* _Excerpted data_
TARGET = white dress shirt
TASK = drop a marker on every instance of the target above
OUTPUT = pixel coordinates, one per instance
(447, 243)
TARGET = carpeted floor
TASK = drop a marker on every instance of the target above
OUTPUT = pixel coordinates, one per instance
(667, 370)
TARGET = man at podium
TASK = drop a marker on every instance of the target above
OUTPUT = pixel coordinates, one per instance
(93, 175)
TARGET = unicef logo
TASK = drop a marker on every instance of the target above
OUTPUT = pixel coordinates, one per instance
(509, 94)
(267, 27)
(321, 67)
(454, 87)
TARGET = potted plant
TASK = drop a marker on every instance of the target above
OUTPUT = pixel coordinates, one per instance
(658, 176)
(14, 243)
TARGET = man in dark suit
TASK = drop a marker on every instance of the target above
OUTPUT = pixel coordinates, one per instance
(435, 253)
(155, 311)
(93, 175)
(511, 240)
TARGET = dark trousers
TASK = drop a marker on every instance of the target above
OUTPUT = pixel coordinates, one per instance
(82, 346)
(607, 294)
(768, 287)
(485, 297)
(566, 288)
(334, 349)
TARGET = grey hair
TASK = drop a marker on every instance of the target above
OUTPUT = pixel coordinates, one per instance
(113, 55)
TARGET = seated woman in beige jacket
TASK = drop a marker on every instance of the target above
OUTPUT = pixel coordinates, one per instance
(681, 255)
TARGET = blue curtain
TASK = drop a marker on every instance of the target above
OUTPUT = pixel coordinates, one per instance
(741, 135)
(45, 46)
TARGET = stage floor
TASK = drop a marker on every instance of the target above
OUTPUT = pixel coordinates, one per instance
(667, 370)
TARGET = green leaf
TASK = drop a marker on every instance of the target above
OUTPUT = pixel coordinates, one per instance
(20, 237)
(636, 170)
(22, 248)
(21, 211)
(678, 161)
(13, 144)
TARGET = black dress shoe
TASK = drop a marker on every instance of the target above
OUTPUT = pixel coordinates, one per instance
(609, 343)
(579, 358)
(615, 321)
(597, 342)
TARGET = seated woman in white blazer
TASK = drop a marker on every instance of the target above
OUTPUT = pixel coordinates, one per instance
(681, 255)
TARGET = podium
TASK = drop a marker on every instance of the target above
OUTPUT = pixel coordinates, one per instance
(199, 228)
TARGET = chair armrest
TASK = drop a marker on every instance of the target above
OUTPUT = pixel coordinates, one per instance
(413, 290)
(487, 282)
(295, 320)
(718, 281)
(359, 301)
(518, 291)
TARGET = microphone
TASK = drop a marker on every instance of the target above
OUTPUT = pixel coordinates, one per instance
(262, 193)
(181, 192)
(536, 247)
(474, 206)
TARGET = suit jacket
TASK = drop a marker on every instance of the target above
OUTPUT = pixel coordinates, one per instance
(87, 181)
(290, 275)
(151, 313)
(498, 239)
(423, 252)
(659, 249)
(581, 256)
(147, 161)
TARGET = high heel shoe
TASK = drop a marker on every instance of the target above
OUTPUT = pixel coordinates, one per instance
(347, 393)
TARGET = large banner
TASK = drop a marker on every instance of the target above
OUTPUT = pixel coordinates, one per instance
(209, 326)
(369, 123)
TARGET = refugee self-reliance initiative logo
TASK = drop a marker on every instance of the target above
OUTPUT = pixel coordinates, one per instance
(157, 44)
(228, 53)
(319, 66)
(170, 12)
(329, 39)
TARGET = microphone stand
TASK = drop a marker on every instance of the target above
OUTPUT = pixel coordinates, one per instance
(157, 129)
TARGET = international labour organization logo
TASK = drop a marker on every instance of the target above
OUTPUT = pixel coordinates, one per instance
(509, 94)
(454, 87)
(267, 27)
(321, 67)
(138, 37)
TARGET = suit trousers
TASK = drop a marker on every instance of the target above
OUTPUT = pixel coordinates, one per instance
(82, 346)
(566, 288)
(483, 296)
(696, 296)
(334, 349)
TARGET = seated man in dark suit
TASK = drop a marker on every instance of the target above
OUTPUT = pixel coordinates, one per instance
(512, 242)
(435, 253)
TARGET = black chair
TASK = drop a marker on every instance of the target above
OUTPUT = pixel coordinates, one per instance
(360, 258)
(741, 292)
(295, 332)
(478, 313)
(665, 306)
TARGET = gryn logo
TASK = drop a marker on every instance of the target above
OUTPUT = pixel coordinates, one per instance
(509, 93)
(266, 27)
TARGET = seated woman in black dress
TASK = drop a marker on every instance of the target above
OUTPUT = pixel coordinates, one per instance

* _Task statement_
Can you rewrite the data from the line containing "TARGET = black chair" through the end of the data, replacing "marker" with "point" and leaving everything else unchanged?

* _The solution_
TARGET = black chair
TASK = drop a point on every instance of the target above
OUTPUT = pixel coordinates, one per instance
(360, 258)
(741, 292)
(295, 332)
(478, 313)
(665, 306)
TARGET = gryn logo
TASK = drop a point on every instance of the target above
OUTPUT = pixel coordinates, one per instance
(509, 93)
(266, 27)
TARGET = seated woman in black dress
TASK = drop a point on every instance of the target above
OUTPUT = pixel coordinates, one per instance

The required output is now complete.